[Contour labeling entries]
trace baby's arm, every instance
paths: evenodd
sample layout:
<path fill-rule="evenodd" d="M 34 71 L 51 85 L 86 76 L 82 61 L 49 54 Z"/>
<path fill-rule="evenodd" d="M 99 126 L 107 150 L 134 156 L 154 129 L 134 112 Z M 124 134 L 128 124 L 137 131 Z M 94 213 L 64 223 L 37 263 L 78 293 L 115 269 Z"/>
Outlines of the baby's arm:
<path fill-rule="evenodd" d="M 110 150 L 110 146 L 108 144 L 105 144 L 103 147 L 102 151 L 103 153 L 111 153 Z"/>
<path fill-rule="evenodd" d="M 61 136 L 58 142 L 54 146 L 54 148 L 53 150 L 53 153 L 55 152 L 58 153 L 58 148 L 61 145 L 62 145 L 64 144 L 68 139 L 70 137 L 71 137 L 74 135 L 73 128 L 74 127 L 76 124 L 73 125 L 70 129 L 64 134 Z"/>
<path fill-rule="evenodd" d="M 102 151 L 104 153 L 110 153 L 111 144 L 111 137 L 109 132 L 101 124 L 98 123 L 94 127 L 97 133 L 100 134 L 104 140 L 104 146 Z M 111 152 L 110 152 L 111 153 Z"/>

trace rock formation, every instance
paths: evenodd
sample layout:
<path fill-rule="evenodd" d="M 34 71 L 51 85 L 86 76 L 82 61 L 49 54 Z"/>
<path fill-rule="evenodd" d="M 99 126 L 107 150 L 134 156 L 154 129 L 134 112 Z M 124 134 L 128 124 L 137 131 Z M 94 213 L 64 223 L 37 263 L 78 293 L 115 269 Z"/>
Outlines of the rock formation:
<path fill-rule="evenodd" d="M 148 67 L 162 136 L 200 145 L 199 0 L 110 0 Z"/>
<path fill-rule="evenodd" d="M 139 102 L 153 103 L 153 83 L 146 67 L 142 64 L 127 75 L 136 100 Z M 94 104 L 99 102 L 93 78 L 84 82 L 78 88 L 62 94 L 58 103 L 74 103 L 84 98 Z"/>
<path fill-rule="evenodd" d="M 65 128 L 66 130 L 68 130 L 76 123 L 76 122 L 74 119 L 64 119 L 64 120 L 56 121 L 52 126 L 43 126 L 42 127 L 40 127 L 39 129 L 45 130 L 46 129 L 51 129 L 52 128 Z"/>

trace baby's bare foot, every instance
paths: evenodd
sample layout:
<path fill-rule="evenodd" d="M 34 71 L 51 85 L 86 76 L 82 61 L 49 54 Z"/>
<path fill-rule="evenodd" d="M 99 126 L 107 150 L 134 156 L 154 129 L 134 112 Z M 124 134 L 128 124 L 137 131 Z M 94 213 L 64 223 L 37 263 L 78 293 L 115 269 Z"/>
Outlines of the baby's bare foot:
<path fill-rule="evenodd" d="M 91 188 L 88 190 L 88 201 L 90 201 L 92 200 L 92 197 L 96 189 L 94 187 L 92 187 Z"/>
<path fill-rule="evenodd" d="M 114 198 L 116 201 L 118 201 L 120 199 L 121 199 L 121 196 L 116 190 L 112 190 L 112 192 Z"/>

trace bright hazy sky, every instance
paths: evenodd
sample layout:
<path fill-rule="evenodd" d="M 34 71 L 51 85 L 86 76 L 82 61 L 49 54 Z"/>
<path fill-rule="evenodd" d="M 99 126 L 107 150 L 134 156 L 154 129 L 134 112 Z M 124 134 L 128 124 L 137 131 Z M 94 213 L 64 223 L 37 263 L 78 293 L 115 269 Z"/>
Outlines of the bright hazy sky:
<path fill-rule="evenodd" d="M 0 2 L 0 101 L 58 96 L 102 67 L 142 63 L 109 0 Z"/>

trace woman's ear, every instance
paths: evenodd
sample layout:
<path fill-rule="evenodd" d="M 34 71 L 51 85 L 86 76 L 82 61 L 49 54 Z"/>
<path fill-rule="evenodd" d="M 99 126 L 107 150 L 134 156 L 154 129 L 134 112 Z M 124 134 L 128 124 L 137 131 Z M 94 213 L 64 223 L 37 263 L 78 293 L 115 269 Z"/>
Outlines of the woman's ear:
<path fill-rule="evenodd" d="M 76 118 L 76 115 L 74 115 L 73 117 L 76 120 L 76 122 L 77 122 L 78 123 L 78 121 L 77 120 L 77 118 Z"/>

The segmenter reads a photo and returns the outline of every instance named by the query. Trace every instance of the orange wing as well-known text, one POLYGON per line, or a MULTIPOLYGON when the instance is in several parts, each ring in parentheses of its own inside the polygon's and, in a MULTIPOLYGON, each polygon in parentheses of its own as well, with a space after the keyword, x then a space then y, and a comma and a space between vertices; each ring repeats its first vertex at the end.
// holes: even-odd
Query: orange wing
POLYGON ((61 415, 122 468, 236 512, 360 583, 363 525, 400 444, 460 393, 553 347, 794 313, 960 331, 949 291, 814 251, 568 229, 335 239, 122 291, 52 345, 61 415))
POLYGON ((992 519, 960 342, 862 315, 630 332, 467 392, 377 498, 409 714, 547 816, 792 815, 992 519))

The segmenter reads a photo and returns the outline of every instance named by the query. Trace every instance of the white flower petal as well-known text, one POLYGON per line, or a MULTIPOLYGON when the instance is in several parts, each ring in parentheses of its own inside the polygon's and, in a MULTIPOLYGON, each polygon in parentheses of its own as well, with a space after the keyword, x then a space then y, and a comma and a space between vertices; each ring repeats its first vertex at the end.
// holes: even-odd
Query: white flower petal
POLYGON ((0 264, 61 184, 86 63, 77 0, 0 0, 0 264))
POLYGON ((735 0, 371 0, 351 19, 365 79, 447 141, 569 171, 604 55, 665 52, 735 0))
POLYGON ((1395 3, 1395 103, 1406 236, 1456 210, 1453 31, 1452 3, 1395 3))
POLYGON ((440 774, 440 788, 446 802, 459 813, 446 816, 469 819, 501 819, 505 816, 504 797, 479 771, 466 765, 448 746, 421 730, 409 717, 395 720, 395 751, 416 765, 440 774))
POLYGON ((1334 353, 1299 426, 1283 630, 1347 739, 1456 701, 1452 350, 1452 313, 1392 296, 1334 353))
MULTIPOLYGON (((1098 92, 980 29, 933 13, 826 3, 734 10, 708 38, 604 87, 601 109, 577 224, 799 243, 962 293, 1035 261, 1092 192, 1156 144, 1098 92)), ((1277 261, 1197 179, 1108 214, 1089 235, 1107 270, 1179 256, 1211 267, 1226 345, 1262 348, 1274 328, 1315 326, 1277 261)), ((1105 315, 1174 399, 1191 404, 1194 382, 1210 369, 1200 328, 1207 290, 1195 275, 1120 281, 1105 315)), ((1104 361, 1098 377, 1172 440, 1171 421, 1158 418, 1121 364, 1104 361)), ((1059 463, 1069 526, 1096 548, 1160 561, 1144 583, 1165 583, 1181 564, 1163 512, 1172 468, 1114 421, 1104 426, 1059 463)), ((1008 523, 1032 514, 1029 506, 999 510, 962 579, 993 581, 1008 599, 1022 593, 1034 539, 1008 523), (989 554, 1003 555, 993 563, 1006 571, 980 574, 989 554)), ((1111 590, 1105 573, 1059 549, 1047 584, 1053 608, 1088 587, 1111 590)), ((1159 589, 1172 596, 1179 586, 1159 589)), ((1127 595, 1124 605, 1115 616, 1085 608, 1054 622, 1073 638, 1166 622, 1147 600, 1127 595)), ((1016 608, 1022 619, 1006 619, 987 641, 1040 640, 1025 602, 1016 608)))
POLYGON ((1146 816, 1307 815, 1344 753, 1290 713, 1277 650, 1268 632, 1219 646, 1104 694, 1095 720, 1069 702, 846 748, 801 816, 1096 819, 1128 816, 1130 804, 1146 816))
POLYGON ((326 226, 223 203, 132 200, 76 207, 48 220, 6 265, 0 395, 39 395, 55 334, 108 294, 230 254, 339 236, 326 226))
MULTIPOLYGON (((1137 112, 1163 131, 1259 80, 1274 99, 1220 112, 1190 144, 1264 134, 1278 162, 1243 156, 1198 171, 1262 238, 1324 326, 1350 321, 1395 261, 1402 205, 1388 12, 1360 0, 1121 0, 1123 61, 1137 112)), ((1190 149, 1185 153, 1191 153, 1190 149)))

**PROBLEM DETAILS:** Locate each line in the listing above that contains the word "photo", and copy those lines out in full.

**COMPLETE RESPONSE:**
The segmenter reads a photo and returns the outline of every instance named by the query. Trace every instance of the orange wing as well-known text, one POLYGON per line, or a MULTIPOLYGON when the instance is in several parts, each ring in parentheses of its own inside the polygon's and, in a MULTIPOLYGON, each polygon in parentheses of its own as well, with a space after the keyword, x then a space then y, and a comma and a space between vertices; each ring repeats its first vertex at the end.
The segmenter reads a photo and returns the outline of every instance named by the query. Trace every instance of the white flower petal as well-known text, one POLYGON per line, or a MULTIPOLYGON when the instance is in several parts, each ring in parentheses of its own inside the polygon's and, in a MULTIPOLYGON, each polygon in parentheses of its own as well, with a space after the keyword, x then a space then y, and a comma and a space between vertices; each ring repeats its first vertex at the end.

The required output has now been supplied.